[Start of section]

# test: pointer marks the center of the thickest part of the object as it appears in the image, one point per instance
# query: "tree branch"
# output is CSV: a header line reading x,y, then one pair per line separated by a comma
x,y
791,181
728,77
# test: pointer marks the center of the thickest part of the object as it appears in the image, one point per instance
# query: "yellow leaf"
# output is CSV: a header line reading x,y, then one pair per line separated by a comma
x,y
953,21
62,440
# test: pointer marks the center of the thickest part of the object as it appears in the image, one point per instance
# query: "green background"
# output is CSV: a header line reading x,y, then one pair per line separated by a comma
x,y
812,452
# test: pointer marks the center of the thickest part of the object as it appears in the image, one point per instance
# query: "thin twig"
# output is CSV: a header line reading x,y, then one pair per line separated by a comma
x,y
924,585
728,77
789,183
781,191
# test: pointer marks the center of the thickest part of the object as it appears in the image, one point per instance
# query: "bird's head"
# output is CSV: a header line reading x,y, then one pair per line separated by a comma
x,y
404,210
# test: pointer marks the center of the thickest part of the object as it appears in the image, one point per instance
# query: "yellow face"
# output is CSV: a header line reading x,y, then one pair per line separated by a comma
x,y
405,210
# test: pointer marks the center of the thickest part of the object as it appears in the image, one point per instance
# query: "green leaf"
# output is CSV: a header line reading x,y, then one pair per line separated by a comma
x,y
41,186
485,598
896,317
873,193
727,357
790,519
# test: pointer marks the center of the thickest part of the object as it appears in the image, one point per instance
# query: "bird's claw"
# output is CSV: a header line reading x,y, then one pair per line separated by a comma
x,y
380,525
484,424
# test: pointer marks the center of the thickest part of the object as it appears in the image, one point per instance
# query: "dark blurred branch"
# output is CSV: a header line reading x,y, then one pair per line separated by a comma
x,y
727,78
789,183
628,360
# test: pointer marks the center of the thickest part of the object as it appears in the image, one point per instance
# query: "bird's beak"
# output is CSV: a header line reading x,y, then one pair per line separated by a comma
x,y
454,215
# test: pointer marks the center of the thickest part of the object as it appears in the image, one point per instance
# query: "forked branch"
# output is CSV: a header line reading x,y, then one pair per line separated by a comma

[End of section]

Show all lines above that contain "query".

◆ WRITTEN RESPONSE ◆
# query: "tree branch"
# query: "yellow leaf"
# query: "green background"
# query: "thin twig"
# query: "bird's head"
# query: "yellow face"
# query: "green leaf"
# query: "bird's claw"
# query: "dark blurred branch"
# query: "bird's beak"
# query: "forked branch"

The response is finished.